# Exercise details
Your output must consist solely of the lines from the one containing "Would you be so kind as to point out the stadium" through the end of the records, reproduced exactly.
----------------
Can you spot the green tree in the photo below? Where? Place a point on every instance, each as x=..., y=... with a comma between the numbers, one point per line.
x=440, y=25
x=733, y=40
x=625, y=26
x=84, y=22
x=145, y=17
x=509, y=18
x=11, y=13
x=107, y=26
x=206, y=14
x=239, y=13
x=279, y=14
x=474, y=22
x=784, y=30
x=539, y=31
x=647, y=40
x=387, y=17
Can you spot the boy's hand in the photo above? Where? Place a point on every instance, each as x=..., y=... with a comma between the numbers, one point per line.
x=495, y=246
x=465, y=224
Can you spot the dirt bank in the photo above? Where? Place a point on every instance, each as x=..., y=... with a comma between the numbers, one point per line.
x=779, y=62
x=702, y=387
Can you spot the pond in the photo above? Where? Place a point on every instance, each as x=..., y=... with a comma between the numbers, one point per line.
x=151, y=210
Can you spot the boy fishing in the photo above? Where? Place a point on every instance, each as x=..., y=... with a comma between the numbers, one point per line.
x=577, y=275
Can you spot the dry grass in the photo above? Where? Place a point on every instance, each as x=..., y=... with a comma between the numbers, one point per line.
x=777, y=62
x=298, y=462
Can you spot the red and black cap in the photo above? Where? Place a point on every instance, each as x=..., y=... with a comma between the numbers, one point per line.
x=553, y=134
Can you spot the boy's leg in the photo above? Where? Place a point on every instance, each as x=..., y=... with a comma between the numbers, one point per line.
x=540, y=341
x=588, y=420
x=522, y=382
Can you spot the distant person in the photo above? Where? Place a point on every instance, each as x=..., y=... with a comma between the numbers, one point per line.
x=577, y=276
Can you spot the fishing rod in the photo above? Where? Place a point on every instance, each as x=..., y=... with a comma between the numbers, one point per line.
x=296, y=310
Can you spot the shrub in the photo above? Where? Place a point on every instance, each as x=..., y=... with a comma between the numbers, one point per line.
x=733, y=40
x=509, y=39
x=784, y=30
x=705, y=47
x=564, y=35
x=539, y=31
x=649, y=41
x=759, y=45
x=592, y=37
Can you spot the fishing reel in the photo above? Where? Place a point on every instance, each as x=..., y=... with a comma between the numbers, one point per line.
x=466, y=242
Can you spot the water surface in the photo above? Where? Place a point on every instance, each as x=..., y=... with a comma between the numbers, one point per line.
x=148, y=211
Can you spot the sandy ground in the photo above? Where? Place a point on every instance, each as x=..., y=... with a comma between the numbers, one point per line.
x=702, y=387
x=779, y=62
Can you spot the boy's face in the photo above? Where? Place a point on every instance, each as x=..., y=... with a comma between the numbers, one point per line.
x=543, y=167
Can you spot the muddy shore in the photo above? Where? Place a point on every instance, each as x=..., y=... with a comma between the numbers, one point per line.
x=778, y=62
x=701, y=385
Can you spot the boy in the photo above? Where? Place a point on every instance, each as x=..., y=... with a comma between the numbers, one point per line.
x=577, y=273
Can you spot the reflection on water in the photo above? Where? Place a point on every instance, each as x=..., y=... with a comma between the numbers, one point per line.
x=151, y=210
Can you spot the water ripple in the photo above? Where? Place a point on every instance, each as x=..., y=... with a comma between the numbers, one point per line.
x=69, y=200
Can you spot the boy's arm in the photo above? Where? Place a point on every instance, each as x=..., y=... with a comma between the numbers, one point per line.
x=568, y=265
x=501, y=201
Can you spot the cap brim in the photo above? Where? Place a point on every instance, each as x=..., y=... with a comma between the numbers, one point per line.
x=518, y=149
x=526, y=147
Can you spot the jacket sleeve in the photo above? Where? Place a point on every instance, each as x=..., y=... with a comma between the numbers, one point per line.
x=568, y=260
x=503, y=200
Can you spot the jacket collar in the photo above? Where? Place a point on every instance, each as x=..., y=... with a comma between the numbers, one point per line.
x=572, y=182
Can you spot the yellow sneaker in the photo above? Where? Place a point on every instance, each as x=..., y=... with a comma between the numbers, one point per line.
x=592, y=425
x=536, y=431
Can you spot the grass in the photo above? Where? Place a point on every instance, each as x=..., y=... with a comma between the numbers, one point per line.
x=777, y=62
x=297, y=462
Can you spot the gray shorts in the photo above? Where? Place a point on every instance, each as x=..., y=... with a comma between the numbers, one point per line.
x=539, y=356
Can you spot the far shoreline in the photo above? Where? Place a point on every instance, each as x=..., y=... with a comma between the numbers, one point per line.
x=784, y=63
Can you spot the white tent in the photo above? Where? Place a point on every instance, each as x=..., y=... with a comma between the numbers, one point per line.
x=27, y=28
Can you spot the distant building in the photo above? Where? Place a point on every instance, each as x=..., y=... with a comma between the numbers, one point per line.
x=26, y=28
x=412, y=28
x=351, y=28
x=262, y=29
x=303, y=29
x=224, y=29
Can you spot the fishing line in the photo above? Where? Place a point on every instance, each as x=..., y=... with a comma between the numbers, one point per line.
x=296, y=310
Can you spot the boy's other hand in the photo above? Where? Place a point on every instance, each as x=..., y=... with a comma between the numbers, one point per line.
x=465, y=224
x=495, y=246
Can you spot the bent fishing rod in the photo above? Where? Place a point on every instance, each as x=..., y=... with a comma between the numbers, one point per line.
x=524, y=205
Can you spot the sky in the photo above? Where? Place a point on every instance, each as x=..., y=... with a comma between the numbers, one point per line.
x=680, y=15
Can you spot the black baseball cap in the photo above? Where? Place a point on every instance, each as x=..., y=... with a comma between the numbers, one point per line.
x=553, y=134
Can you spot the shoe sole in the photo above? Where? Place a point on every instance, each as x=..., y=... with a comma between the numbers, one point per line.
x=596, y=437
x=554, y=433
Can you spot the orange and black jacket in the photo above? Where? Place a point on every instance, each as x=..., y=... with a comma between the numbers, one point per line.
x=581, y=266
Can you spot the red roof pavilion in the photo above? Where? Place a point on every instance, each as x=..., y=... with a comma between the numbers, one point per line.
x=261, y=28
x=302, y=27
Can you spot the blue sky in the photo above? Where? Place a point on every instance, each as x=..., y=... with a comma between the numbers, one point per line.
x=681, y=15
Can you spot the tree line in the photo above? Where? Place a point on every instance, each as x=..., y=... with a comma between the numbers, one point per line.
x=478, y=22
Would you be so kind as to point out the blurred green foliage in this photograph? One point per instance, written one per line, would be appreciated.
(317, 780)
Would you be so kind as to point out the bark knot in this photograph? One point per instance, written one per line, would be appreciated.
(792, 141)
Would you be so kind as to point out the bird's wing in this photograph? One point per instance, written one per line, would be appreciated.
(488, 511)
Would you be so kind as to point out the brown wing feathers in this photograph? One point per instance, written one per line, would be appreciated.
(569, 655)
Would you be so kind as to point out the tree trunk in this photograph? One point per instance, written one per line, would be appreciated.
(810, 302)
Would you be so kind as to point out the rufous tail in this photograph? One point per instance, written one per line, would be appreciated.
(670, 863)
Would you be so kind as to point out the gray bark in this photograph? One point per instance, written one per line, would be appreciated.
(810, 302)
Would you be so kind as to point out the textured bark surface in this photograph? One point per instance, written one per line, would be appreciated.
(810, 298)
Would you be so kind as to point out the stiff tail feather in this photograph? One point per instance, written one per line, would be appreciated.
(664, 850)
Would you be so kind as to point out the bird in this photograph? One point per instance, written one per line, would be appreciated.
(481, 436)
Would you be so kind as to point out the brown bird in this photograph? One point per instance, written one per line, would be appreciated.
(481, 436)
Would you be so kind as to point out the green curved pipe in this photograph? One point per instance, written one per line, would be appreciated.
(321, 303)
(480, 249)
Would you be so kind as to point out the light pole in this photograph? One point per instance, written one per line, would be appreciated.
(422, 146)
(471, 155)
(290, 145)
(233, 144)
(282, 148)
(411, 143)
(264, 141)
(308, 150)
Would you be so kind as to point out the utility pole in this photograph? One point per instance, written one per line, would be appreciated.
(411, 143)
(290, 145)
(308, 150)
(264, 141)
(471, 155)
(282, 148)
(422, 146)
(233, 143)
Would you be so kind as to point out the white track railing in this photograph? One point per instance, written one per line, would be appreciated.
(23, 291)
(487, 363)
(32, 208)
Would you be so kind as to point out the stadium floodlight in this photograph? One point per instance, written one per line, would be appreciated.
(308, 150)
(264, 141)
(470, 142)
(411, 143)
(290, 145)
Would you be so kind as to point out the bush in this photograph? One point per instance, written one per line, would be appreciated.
----------------
# Result of the exercise
Would you be so kind as to point out the stadium floodlight in this photograph? One point per instance, written one per line, would be appreciated.
(308, 150)
(264, 141)
(470, 142)
(411, 143)
(290, 145)
Would you be so kind as to point out the bush in this photograph? One point per instance, written one per line, would be appreciated.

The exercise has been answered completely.